Aufgabenstellung:
Führen Sie den Text über die Schließung des Kaufhauses Lafayette in der Friedrichstraße weiter und knüpfen Sie dabei an seinen letzten Satz an.

Vorliegender Text:

03.08.2024 – Ihr könnt sagen, ihr seid dabei gewesen.

Am 31.07.2024 hatte das Kaufhaus Lafayette in der Berliner Friedrichstr. seinen letzten Tag.

Jetzt schließen sogar schon die Luxuskaufhäuser in der City, das KaDeWe hat ebenfalls nicht erst seit der Benko Pleite Schlagseite. Eigentlich heißt es, Luxus ginge immer, aber selbst das gilt angesichts des Strukturwandels der Innenstädte nicht mehr. Die Innenstädte sind tot und es gibt kein derzeitiges Konzept, was sie wiederbeleben kann. In ein paar Jahren sind auch die letzten Kaufhöfe und Karstädter dicht und dann breitet sich ein Leichentuch über die Cities. Handelsüblich hilflose Vorschläge von den üblichen Verdächtigen aus der linksalternativen Öko-Ecke, die Kaufhäuser mit Kultur zu bespielen, sind naiv angesichts der Milliarden Spekulationssummen, die da im leeren Raume stehen. Da lassen Investoren die Gebäude lieber jahrelang leer stehen. Die seit Jahrzehnten bis auf die Knochen korrumpierten lokallkommunalen Betonmafiosi verhindern zuverlässig rechtlich möglich Eingriffe bis hin zu Enteignungen nach den Paragrafen 14 und 15 Grundgesetz. Möglich wäre ein Umbau zu Wohnungen, das wäre aber ein jahrzehntelanger Umstrukturierungsprozess, weil für menschenwürdiges Wohnen in den Cities erst die Infrastrukturen (wieder) geschaffen werden müssen, von Schulen über Pflegeeinrichtungen bis hin zu Spielplätzen, Parks, ÖPNV etc.
Das kostet Geld. Das wird aber für Kriege gebraucht. Und eine Schuldenbremse wird von der neoliberalen Finanzmafia um Lindner und demnächst Merz so zuverlässig verhindert wie eine Kindergrundsicherung, Klimaschutz, sozial gerechte Bildung und Gesundheit … Wie irrsinnig diese weltweit bis auf die ohnehin unappetitliche Schweiz fast einmalige Schuldenbremse ist, sieht man daran, dass Deutschland im Vergleich eine der niedrigsten Verschuldungsquoten weltweit hat, die seit Jahren in Relation zur Staatsquote insgesamt auf ähnlichem Level ist. Als ob die Verschuldung unser Probem wäre, im Vergleich zu Klimakrise, Inflat üionen, Seuchen, Armut, Migration etc…
Und ist es auch Wahnsinn, so hat es doch Methode und ich finde es erschreckend, aber auch faszinierend, Zeuge der Konsequenzen dieses Wahnsinns zu sein. Ein Gefühl für die psychopolitischen Auswirkungen der Zerstörung unserer Lebensgrundlagen von der Natur über die Kultur bis zu den Städten kann nur der wirklich und tiefgreifend erlangen, der sich jenseits der theoretischen Ebene, jenseits seiner individuellen Wohlfühlzonen, mit der Realität konfrontiert. Hautnah, mit allen Sinnen


Und so stand ich am 31.07 im Lafayette. Dem Spruch des Geheimrats folgend, den er real nie gemacht hat: „„Von hier und heute geht eine neue Epoche der Weltgeschichte aus, und ihr könnt sagen, ihr seid dabei gewesen.“ Kleiner mach ich’s nicht.

Bereitgestellte Auflistung:

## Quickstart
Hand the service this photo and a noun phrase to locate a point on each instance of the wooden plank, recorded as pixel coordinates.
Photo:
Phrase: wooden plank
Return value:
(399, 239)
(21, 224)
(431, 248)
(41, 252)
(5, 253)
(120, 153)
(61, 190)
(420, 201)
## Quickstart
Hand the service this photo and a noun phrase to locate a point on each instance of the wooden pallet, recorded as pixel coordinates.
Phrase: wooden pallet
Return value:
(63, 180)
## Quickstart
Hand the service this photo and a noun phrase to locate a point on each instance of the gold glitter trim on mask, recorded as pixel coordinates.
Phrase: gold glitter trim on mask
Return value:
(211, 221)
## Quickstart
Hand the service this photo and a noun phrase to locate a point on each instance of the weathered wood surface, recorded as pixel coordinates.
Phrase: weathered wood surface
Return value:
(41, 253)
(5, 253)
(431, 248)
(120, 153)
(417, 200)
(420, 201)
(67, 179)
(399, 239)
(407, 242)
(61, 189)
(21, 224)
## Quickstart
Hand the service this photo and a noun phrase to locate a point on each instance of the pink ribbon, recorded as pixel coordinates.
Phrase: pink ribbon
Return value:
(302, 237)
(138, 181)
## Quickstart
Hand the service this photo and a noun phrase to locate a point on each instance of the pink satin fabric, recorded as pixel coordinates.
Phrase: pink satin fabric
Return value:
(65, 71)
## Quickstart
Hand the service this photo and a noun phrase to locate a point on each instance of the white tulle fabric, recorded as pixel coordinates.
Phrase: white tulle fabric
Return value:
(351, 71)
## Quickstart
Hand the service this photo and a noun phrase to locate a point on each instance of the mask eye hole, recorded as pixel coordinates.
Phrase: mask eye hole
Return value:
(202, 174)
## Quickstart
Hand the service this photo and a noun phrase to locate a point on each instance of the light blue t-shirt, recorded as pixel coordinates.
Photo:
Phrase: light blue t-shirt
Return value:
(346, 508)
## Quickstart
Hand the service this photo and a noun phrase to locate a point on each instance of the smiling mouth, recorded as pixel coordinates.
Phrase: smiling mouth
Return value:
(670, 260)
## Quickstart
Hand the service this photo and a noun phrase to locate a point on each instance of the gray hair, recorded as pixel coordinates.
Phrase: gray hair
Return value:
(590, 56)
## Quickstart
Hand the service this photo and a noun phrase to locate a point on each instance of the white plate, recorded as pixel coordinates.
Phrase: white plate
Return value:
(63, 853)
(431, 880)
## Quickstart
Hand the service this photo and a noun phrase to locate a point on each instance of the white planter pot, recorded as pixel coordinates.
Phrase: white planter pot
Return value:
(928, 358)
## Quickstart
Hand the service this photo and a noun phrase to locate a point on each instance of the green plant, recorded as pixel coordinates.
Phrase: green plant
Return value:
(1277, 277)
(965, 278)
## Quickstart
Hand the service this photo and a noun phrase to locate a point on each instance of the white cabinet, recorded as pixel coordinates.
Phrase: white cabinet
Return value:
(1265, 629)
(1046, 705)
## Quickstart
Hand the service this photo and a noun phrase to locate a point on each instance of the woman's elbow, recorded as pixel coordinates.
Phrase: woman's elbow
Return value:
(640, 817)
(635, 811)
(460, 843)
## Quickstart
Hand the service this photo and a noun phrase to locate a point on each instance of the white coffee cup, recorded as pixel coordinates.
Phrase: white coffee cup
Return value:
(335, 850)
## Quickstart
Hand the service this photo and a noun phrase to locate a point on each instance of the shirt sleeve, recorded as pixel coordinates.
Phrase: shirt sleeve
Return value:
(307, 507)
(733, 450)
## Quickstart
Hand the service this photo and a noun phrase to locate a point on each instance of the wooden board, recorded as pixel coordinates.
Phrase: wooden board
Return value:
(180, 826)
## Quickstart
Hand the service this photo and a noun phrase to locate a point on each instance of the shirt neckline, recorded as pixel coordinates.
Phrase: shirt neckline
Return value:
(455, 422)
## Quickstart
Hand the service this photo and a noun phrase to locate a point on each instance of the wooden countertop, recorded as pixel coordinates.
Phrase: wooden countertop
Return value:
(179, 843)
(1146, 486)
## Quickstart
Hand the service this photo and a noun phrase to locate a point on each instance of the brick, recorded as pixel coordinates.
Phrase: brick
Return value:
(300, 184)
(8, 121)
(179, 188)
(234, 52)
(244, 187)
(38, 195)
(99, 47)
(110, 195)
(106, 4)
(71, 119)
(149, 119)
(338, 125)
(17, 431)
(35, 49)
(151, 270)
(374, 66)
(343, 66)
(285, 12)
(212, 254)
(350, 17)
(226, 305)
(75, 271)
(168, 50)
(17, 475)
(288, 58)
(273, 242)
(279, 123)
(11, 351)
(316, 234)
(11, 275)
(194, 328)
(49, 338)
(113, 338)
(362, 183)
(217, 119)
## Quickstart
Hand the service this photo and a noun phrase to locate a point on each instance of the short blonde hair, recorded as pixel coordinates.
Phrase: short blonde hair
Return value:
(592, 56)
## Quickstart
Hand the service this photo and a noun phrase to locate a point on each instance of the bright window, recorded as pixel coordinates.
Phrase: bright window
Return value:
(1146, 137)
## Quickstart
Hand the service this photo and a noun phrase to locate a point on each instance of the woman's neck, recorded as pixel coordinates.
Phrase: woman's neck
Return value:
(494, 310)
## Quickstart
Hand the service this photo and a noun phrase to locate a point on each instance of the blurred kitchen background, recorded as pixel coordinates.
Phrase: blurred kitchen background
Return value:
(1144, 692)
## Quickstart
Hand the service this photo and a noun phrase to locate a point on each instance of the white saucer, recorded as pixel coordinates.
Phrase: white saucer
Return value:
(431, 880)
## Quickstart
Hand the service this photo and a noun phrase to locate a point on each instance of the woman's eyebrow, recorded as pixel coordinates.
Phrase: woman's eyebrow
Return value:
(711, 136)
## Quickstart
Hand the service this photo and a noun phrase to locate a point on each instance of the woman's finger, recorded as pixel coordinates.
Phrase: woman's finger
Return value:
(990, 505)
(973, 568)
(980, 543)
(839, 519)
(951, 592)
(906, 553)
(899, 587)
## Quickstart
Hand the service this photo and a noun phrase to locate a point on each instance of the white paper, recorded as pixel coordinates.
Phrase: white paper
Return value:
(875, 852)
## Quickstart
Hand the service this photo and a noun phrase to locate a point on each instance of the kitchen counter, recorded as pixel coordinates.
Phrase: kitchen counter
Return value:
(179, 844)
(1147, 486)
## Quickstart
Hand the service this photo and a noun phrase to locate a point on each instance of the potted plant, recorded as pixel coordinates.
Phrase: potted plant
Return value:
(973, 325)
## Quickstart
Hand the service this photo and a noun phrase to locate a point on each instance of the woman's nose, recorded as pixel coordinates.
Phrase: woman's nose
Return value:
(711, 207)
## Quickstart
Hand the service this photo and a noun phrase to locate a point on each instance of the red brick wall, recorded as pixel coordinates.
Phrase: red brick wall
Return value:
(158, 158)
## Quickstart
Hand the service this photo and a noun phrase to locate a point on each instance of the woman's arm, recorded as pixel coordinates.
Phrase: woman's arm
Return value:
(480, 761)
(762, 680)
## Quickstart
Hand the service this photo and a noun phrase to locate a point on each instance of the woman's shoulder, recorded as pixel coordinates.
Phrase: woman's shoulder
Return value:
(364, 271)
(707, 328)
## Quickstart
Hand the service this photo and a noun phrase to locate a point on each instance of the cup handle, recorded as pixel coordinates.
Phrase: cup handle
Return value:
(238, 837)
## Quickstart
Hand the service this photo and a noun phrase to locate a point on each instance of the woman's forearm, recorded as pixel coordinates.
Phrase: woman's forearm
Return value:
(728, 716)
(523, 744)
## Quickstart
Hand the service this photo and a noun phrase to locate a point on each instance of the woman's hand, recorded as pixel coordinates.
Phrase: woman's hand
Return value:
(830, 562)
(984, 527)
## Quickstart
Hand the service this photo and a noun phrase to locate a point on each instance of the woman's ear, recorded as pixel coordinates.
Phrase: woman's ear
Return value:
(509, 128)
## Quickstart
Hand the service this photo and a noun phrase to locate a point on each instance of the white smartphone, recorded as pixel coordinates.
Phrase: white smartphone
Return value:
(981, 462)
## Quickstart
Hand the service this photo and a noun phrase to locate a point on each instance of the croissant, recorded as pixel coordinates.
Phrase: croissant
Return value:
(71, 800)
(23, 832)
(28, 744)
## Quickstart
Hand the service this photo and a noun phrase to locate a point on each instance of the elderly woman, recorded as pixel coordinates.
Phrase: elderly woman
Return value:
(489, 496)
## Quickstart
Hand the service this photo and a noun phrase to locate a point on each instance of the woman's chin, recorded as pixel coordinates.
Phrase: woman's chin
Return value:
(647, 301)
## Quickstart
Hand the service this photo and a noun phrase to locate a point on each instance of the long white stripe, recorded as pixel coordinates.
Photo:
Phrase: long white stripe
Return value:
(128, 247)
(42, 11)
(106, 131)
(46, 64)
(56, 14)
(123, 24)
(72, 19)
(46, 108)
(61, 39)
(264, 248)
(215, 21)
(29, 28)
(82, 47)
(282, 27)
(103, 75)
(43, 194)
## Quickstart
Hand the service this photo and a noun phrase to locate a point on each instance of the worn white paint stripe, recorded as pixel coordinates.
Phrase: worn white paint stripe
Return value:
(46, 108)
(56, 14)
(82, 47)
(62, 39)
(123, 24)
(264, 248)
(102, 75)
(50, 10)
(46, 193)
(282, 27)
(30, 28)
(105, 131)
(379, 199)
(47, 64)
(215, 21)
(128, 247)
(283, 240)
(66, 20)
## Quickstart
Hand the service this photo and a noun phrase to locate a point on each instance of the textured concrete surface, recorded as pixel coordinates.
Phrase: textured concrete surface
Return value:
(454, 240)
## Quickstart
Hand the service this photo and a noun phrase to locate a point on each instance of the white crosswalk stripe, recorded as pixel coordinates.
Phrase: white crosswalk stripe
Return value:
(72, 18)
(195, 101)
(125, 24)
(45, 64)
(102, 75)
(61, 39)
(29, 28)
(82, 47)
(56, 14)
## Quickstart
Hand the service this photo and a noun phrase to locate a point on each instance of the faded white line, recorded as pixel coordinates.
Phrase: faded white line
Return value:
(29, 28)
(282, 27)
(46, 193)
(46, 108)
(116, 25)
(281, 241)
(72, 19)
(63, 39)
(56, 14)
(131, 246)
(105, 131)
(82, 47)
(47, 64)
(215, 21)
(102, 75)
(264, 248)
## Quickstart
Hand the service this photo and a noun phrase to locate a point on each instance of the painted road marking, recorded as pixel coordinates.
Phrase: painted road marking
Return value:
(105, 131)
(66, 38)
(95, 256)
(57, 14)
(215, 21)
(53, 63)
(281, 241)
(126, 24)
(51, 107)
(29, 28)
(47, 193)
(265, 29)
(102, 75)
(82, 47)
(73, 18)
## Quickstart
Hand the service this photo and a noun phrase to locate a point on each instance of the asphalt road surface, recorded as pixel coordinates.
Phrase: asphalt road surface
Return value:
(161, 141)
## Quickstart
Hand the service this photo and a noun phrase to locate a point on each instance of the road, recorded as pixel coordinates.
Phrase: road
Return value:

Lösung:
Ein Gefühlscocktail von Wehmut, Melancholie, Ärger, Trauer durchwob mich, schon gar angesichts der Tatsache, dass die kleine Bar, mit Restaurant, im Basement schon geschlossen hatte. Ab und zu hatte ich in einem Anfall von Luxus dort einen Crémant getrunken, in diesem eigentümlich-veralteten Ambiente von französischer Lebensart, savoir-vivre. Wenn es einen Ort von demokratischem Luxus gegeben hat, dann das Lafayette.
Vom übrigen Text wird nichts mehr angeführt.